----- The data

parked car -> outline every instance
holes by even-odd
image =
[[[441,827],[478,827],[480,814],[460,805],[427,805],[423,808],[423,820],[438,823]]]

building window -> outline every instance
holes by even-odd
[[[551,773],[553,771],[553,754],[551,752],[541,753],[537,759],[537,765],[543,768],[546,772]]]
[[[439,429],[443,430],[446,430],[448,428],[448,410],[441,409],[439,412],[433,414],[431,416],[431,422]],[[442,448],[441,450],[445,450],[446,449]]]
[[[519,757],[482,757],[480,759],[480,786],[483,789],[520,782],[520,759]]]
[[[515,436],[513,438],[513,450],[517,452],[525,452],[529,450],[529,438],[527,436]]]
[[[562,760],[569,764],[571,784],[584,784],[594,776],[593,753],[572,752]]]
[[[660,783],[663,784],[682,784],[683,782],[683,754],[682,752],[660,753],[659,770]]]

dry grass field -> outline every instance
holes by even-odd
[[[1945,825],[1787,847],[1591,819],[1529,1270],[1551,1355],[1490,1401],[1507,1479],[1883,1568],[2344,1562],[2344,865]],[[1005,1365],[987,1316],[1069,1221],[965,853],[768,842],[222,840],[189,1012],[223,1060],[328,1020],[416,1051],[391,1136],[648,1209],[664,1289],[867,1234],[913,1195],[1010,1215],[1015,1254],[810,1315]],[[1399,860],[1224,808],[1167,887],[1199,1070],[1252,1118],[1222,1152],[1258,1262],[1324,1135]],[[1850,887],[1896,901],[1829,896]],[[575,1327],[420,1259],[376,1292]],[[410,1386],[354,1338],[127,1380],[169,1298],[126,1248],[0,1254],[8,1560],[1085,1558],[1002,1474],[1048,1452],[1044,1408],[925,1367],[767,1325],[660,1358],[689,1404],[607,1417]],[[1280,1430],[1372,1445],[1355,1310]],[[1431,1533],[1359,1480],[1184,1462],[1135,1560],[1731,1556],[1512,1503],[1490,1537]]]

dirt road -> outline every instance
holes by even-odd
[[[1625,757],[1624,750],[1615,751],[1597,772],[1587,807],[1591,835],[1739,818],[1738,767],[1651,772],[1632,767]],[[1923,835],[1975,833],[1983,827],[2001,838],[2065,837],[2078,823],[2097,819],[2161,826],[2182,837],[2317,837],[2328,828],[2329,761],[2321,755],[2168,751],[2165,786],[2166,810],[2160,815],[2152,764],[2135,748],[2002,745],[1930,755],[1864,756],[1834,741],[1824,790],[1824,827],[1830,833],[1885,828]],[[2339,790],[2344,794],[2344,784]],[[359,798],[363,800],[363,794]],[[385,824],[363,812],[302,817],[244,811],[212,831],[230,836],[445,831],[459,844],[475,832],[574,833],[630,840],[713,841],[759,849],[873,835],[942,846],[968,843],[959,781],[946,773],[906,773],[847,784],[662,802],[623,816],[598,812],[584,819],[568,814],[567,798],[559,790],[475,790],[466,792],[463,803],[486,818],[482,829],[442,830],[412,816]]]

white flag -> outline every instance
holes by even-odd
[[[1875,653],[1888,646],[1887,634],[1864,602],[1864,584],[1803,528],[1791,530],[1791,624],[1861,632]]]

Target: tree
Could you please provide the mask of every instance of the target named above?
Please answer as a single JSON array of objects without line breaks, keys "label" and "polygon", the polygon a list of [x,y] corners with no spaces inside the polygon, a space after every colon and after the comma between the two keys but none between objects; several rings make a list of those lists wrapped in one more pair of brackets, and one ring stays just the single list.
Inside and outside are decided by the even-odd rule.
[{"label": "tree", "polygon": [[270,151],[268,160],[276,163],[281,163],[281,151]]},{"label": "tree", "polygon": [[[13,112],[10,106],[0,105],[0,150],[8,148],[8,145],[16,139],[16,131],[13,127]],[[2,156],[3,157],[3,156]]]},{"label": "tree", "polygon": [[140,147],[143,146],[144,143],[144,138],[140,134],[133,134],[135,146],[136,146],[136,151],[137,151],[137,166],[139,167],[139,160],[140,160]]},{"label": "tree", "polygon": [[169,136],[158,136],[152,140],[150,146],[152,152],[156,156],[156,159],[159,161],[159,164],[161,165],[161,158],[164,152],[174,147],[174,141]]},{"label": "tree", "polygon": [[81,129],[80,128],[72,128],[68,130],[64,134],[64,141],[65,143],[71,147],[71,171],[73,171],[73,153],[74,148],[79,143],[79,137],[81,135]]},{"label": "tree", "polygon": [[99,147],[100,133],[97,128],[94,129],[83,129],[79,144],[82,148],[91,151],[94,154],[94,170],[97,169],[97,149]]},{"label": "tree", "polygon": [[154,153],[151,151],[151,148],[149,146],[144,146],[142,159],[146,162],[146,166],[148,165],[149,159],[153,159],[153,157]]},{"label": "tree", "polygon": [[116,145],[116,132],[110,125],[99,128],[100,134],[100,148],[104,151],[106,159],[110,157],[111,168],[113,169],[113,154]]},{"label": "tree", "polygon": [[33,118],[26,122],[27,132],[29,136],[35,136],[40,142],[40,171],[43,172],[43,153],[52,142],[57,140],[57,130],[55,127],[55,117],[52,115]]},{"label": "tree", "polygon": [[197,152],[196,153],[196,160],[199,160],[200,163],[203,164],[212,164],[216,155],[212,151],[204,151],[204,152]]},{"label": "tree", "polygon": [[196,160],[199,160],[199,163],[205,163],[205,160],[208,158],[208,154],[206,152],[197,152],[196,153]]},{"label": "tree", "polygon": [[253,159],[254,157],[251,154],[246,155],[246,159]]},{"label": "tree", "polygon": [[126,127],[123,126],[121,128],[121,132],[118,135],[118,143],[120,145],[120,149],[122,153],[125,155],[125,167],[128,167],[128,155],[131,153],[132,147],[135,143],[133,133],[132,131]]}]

----------

• [Action item]: All the entries are to be reproduced verbatim.

• [Task solution]:
parked car -> outline every instance
holes by even-odd
image =
[[[441,827],[478,827],[480,814],[460,805],[427,805],[423,808],[423,820],[438,823]]]

building window -> outline every instance
holes by even-odd
[[[551,773],[553,771],[553,754],[551,752],[541,753],[537,759],[537,765],[543,768],[546,772]]]
[[[439,429],[443,430],[446,430],[448,428],[448,410],[441,409],[439,412],[433,414],[431,416],[431,422]],[[442,448],[441,450],[445,450],[446,449]]]
[[[519,757],[482,757],[480,759],[480,786],[483,789],[520,782],[520,759]]]
[[[515,436],[513,438],[513,450],[517,452],[525,452],[529,450],[529,438],[527,436]]]
[[[562,760],[569,764],[571,784],[584,784],[594,776],[593,753],[572,752]]]
[[[660,783],[663,784],[682,784],[683,782],[683,754],[682,752],[660,753],[659,770]]]

dry grass field -> outline every instance
holes by even-odd
[[[1945,825],[1787,847],[1591,819],[1529,1270],[1551,1355],[1490,1401],[1507,1479],[1883,1568],[2344,1562],[2344,865]],[[1005,1365],[987,1316],[1069,1221],[965,853],[768,842],[222,840],[189,1012],[223,1060],[328,1020],[416,1051],[391,1136],[648,1209],[664,1289],[867,1234],[913,1195],[1010,1215],[1015,1254],[810,1315]],[[1399,860],[1224,808],[1167,887],[1199,1070],[1252,1118],[1222,1152],[1258,1262],[1324,1135]],[[1850,887],[1896,901],[1829,896]],[[575,1327],[420,1259],[376,1292]],[[410,1386],[354,1338],[127,1380],[169,1298],[126,1248],[0,1254],[8,1560],[1085,1558],[1002,1474],[1048,1452],[1044,1408],[925,1367],[767,1325],[660,1358],[689,1404],[607,1417]],[[1280,1430],[1372,1445],[1355,1310]],[[1431,1533],[1359,1480],[1184,1462],[1135,1560],[1731,1556],[1512,1503],[1490,1537]]]

dirt road -> outline every instance
holes by even-odd
[[[1625,757],[1624,750],[1615,751],[1597,772],[1587,807],[1591,835],[1739,818],[1738,767],[1651,772],[1632,767]],[[1923,835],[1975,833],[1983,827],[2001,838],[2065,837],[2078,823],[2097,819],[2161,826],[2182,837],[2317,837],[2328,828],[2329,761],[2321,755],[2168,751],[2165,786],[2166,810],[2160,815],[2152,764],[2135,748],[2002,745],[1930,755],[1864,756],[1834,741],[1824,790],[1824,827],[1830,833],[1885,828]],[[2339,790],[2344,794],[2344,784]],[[359,798],[363,800],[363,794]],[[385,824],[363,812],[302,817],[244,811],[212,831],[230,836],[445,831],[459,844],[475,832],[574,833],[630,840],[713,841],[759,849],[873,835],[942,846],[968,843],[959,781],[946,773],[906,773],[847,784],[662,802],[623,816],[598,812],[584,819],[568,814],[567,798],[559,790],[475,790],[466,792],[463,803],[486,818],[482,829],[442,830],[412,816]]]

white flag -> outline every instance
holes by even-odd
[[[1875,653],[1888,646],[1887,634],[1864,602],[1864,584],[1803,528],[1791,530],[1791,624],[1861,632]]]

Target: tree
Could you please provide the mask of every instance of the target named above?
Please answer as a single JSON array of objects without line breaks, keys "label" and "polygon", the polygon a list of [x,y] corners with no spaces inside the polygon, a space after every colon and after the comma between the two keys but none between objects; several rings make a list of those lists wrapped in one more pair of brackets, and one ring stays just the single list.
Inside and outside are decided by the even-odd rule.
[{"label": "tree", "polygon": [[270,151],[268,160],[276,163],[281,163],[281,151]]},{"label": "tree", "polygon": [[[13,112],[10,106],[0,105],[0,150],[8,148],[8,145],[16,139],[16,131],[13,127]],[[2,156],[3,157],[3,156]]]},{"label": "tree", "polygon": [[140,147],[143,146],[144,143],[144,138],[140,134],[133,134],[135,146],[136,146],[136,151],[137,151],[137,166],[139,167],[139,160],[140,160]]},{"label": "tree", "polygon": [[169,136],[158,136],[152,140],[150,146],[152,152],[156,156],[156,159],[159,161],[159,164],[161,165],[161,158],[164,152],[174,147],[174,141]]},{"label": "tree", "polygon": [[81,129],[80,128],[72,128],[68,130],[64,134],[64,141],[65,143],[71,147],[71,171],[73,171],[73,153],[74,148],[79,143],[79,137],[81,135]]},{"label": "tree", "polygon": [[99,147],[100,133],[97,128],[94,129],[83,129],[79,144],[82,148],[91,151],[94,154],[94,170],[97,169],[97,149]]},{"label": "tree", "polygon": [[154,153],[151,151],[151,148],[149,146],[144,146],[142,159],[146,162],[146,166],[148,165],[149,159],[153,159],[153,157]]},{"label": "tree", "polygon": [[116,145],[116,132],[110,125],[99,128],[100,134],[100,148],[104,151],[106,159],[110,157],[111,168],[113,169],[113,154]]},{"label": "tree", "polygon": [[33,118],[26,122],[27,132],[29,136],[35,136],[40,142],[40,171],[43,172],[43,153],[52,142],[57,140],[57,130],[55,127],[55,117],[52,115]]},{"label": "tree", "polygon": [[197,152],[196,153],[196,160],[199,160],[200,163],[203,164],[212,164],[216,155],[212,151],[204,151],[204,152]]},{"label": "tree", "polygon": [[196,160],[199,160],[199,163],[205,163],[205,160],[208,158],[208,154],[206,152],[197,152],[196,153]]},{"label": "tree", "polygon": [[253,159],[254,157],[251,154],[246,155],[246,159]]},{"label": "tree", "polygon": [[126,127],[123,126],[121,128],[121,132],[118,135],[118,143],[120,145],[120,149],[122,153],[125,155],[125,167],[128,167],[128,155],[131,153],[132,147],[135,143],[133,133],[132,131]]}]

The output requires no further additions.